#### PROVIDED ENTRIES
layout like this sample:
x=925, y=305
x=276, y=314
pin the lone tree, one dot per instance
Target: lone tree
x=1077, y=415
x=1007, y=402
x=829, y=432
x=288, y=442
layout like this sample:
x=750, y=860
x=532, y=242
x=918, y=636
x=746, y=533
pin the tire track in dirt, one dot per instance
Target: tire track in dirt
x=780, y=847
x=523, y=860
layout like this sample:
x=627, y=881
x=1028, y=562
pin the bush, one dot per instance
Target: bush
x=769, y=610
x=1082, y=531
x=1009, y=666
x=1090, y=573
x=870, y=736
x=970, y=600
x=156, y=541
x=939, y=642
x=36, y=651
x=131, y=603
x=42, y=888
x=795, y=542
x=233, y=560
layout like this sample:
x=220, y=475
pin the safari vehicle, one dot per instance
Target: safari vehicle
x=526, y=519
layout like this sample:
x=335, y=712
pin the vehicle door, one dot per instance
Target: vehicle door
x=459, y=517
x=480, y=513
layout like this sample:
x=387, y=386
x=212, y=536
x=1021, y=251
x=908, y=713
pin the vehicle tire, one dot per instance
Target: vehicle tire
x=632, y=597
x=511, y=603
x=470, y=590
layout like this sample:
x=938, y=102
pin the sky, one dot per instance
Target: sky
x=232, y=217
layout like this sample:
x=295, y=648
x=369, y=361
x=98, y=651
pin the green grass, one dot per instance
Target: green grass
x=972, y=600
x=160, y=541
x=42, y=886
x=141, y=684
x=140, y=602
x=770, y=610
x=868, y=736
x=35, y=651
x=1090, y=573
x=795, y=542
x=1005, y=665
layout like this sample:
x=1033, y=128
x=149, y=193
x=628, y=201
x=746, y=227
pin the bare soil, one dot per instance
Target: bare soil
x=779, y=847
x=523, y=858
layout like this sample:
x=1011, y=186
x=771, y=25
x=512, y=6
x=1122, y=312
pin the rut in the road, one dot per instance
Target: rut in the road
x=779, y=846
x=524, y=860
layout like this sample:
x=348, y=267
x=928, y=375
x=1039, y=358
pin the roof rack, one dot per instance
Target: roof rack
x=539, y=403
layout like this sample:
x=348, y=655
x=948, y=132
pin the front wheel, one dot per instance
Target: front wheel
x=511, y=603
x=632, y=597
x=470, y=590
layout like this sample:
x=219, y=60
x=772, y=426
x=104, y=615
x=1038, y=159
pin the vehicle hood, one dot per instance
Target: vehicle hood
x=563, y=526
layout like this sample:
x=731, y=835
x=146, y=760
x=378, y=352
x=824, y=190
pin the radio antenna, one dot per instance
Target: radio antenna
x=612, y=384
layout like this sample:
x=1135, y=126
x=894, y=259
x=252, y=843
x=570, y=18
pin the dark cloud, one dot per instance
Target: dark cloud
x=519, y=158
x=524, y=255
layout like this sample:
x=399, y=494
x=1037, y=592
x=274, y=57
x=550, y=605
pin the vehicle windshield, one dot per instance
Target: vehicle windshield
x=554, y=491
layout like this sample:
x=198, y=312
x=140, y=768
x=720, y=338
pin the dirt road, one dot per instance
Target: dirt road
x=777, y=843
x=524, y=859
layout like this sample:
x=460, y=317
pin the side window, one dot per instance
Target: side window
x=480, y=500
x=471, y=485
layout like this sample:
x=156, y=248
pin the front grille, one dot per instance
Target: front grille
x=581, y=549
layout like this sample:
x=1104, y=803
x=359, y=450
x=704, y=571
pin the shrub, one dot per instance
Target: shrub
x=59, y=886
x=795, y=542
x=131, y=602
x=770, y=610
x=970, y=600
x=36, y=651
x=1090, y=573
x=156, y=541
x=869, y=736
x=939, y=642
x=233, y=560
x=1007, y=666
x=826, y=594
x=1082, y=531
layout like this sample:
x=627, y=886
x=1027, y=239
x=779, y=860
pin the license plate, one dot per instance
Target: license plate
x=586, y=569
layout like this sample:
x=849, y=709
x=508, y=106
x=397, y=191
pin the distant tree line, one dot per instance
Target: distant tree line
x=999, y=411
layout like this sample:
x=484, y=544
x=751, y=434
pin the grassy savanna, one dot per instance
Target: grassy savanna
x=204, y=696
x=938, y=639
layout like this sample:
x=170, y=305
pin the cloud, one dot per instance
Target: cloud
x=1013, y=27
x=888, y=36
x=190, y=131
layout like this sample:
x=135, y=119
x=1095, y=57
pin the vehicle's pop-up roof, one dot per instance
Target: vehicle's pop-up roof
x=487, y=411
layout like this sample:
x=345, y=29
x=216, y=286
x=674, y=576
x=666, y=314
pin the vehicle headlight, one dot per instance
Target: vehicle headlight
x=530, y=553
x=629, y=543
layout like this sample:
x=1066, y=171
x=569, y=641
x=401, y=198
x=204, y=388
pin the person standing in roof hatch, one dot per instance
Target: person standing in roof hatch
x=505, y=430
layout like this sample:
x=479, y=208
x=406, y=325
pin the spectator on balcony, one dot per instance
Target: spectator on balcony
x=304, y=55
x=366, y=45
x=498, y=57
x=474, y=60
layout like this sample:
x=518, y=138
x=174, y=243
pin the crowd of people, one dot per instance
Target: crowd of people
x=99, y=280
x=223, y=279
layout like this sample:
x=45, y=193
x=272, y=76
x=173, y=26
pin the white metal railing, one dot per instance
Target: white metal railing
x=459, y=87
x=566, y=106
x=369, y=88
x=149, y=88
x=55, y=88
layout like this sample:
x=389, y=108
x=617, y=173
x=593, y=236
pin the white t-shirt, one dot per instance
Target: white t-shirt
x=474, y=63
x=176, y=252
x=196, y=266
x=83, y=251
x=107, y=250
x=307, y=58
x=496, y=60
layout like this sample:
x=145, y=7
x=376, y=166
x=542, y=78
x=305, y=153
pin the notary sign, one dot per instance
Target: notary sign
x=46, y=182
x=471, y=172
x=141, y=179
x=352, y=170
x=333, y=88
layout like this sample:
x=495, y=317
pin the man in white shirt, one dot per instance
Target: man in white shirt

#### PROBLEM
Pull out every line of the data above that contains the string "tree", treating uppercase and lowercase as different.

#### EXERCISE ANSWER
pin the lone tree, one dot per instance
Target: lone tree
pin the distant tree line, one dot per instance
Target: distant tree line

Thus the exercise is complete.